--- Tasks to carry out ---
A) Answer these questions using the text on PHICOR's systems approach, one answer a line.
(i) What do the letters in PHICOR stand for?
(ii) Which three fields does the text name as transformed by systems approaches?
(iii) At which institution is the PHICOR team based?
B) Decide whether each statement agrees with the text on PHICOR's systems approach, and quote the words that settle it.
(i) PHICOR has been developing its computational approaches for more than twenty years.
(ii) The transformations in other fields came from siloed approaches.
(iii) PHICOR's models permit virtual testing of policies that may be unethical to try in real life.

--- Text for analysis ---
*-*-*

Our Systems Approach

Health and public health are complex systems.

Health and public health are complex systems with many interconnected parts and relationships, including one's biology and genetics, culture, social networks, environment, and economics. Communities, cities and countries are increasingly interconnected via businesses, transportation, media and the internet. Any factor, change, policy or intervention within one portion of society can have reverberations within a community, city, state, region, country, or even world-wide.

The dangers of not using a systems approach

Making a decision that involves such complex systems is challenging since seeing the secondary, tertiary, and other indirect effects of a change can be difficult. If you don’t fully understand the systems that affect and are affected by health, it can be hard to establish policies, interventions, products, and guidance that work for different people and circumstances. In fact, not using a systems approach can even result in unintended consequences, worsening existing disparities, Band-Aids rather than solutions, expended time, effort and other resources from trial and error, missing second and tertiary effects, and introducing bias.

Systems approaches have transformed other fields

Meteorology, transportation, and air traffic control are just a few fields that were transformed with the advent of systems approaches like computer modeling. Before computer models generated the weather predictions that we have available today, it was difficult to see how wind, barometric pressure, cloud formations, temperatures, and precipitation all fit together to form weather patterns. Now we have the Doppler radar and weather predictions at our fingertips due to systems approaches like computer modeling. These transformations didn’t result from siloed approaches but instead resulted from efforts to incorporate all the complex factors that make up the entire system.

PHICOR’s Systems Approach

Our PHICOR (Public Health Informatics, Computational, and Operations Research) team is based at the City University of New York Graduate School of Public Health & Health Policy (CUNY SPH). For over two decades, PHICOR has been developing systems, artificial intelligence (AI), and other computational approaches, methods, models, and tools to help decision makers better understand and address complex systems in health.

This approach allows PHICOR to:

Break down complex systems into simplistic forms

Save time, money, and other resources that are associated with traditional problem-solving methods 

Strip away the noise and make complex systems easier to understand and tackle

Computer simulation modeling and AI

PHICOR’s computer simulation models and AI serve as virtual laboratories to better understand and explore the impact of a policy, product, or intervention all within the safety of a computer before making any decisions. They allow for virtual testing of different circumstances, interventions, and policies that may not be possible or practical or ethical in real-life.

*-*-*

--- Data section ---
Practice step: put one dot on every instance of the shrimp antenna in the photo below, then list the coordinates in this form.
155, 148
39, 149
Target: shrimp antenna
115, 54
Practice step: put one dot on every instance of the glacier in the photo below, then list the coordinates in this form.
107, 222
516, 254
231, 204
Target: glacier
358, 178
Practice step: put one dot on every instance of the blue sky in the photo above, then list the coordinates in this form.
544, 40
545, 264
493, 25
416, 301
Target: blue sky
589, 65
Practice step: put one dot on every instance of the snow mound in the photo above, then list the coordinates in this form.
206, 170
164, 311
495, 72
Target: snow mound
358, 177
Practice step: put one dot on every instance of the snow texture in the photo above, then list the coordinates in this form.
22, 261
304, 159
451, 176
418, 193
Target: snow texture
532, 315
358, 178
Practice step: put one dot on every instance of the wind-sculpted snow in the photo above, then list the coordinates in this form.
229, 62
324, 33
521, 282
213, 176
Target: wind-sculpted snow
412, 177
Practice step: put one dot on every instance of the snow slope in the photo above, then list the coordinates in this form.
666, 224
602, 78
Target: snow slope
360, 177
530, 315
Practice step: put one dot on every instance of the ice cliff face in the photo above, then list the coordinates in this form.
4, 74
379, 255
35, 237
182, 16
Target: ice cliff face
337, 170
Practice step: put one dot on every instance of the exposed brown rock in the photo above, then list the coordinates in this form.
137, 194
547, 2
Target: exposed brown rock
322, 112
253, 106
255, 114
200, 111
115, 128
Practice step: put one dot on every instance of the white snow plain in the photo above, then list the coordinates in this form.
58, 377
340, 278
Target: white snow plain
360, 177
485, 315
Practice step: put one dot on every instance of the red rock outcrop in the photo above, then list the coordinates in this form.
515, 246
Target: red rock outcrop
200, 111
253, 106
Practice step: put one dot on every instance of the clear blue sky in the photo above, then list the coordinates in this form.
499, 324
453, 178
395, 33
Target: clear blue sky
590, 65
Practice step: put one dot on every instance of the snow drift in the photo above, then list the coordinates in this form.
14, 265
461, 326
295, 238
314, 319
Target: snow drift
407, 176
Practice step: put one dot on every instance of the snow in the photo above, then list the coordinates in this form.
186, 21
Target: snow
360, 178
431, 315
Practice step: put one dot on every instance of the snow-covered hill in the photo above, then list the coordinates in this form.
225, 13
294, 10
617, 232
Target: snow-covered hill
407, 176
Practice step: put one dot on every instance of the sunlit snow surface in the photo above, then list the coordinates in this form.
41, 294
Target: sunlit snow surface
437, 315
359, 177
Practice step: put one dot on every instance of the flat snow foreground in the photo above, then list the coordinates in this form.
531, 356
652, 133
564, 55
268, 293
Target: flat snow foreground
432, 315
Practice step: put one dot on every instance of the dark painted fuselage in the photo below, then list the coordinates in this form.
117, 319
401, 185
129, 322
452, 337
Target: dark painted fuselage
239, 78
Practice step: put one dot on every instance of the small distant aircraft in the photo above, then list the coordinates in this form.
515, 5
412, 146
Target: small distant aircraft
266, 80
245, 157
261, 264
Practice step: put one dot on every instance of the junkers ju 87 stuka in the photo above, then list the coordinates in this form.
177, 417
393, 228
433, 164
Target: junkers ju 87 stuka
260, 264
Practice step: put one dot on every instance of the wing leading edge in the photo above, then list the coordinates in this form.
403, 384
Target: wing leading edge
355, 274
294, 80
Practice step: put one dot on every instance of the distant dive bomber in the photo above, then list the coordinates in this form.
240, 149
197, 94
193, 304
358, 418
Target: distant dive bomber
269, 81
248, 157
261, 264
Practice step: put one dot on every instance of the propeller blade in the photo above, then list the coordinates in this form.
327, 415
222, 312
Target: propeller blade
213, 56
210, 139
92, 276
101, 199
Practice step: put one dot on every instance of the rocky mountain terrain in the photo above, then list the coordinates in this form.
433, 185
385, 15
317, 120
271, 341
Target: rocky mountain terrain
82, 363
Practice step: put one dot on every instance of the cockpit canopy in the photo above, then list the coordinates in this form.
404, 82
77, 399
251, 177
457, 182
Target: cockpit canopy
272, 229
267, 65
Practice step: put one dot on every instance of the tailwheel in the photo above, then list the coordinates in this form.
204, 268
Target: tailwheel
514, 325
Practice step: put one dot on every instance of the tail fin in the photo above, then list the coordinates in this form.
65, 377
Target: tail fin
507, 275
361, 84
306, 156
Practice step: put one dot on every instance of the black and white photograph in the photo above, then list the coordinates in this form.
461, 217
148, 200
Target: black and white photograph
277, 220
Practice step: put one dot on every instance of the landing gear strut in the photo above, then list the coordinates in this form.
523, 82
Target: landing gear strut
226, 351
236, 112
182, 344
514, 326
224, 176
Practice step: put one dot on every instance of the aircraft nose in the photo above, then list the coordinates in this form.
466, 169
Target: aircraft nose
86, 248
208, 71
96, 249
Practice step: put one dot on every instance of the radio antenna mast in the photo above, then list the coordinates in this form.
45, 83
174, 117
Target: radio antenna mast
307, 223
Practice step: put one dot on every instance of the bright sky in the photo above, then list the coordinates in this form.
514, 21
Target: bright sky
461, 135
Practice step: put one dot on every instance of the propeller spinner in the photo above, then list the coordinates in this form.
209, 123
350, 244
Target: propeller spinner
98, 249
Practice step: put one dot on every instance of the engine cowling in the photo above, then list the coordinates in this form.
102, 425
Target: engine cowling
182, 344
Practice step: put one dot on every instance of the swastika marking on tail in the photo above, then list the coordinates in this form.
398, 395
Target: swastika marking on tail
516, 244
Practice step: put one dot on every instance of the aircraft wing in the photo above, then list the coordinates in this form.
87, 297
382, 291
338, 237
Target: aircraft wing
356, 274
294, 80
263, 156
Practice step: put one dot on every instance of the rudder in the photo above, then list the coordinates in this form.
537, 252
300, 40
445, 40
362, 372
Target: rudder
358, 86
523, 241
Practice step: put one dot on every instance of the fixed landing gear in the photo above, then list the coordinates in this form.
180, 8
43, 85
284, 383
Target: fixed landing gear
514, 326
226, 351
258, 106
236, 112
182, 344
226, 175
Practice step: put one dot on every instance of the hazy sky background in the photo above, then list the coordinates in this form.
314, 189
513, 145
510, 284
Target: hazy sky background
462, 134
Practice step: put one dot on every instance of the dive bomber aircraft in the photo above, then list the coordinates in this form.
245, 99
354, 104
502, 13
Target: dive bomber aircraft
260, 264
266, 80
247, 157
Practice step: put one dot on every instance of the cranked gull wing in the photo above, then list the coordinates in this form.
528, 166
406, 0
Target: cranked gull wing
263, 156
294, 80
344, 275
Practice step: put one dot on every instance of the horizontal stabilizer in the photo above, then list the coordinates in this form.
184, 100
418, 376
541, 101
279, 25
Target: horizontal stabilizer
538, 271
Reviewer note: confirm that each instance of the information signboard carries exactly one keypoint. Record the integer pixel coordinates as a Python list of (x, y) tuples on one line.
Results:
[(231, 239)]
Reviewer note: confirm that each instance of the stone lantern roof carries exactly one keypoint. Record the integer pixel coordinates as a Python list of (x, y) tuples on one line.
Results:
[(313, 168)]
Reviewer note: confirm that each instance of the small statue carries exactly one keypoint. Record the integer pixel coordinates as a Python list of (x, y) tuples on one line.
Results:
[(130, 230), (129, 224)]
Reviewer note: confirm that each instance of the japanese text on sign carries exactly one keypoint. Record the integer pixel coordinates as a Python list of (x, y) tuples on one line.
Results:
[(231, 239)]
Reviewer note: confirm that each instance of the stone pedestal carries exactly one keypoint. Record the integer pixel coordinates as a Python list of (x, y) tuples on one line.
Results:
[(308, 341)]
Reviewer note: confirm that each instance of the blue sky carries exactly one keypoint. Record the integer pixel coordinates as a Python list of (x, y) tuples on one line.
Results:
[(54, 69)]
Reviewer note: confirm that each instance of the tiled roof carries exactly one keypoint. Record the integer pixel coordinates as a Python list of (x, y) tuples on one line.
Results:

*-*-*

--- Set of answers ---
A)
(i) Public Health Informatics, Computational, and Operations Research
(ii) Meteorology, transportation, and air traffic control
(iii) The City University of New York Graduate School of Public Health & Health Policy (CUNY SPH)

B)
(i) Yes: "For over two decades, PHICOR has been developing systems, artificial intelligence (AI), and other computational approaches"
(ii) No: "These transformations didn’t result from siloed approaches"
(iii) Yes: "They allow for virtual testing of different circumstances, interventions, and policies that may not be possible or practical or ethical in real-life."